Collected data:

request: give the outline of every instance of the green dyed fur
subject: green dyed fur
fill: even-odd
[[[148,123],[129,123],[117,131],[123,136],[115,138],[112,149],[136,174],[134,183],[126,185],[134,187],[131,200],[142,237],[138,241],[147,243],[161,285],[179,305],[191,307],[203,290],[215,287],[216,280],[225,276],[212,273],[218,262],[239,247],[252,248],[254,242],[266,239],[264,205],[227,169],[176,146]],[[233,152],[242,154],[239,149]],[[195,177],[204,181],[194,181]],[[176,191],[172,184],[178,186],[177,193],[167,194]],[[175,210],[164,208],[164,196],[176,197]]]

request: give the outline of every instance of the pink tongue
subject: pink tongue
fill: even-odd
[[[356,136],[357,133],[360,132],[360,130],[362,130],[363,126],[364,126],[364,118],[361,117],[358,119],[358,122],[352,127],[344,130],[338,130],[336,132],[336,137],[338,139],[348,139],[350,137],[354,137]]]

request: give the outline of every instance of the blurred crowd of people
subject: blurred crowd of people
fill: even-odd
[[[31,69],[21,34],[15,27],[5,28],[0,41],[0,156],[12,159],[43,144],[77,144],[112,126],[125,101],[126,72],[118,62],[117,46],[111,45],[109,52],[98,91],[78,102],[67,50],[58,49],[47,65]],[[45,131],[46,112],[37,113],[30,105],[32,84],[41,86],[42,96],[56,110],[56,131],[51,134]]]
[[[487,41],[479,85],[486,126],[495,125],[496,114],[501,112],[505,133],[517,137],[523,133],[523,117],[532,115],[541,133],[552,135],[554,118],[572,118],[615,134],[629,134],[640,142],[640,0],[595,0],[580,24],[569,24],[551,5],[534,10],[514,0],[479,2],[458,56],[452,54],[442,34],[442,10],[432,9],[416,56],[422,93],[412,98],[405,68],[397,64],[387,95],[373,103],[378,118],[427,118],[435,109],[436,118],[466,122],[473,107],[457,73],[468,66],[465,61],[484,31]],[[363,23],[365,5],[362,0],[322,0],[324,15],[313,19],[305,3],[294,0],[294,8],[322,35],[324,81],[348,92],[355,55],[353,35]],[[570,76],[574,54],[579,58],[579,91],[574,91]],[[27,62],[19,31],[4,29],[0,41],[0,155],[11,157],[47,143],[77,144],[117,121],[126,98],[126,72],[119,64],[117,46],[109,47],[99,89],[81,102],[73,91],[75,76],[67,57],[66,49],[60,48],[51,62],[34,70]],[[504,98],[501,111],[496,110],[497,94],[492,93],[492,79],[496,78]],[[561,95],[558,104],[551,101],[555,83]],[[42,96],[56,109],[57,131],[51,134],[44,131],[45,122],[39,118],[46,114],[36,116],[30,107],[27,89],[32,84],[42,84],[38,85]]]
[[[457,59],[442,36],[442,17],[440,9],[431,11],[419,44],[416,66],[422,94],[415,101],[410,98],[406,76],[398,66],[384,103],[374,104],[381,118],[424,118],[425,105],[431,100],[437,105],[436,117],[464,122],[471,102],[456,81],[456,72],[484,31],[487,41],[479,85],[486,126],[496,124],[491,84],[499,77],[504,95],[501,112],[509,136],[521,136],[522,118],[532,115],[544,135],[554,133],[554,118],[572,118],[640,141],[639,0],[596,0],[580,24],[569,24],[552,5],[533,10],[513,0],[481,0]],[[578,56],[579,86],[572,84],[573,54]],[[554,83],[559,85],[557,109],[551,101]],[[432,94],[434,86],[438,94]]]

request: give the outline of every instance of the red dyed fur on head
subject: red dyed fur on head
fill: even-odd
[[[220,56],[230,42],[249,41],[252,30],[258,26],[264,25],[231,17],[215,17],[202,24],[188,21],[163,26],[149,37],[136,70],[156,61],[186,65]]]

• **What you are asked to do**:
Please show the lines in the entries above that hold the string "head".

• **Answer to this exercise**:
request: give the outline of every instance of the red dyed fur on head
subject: red dyed fur on head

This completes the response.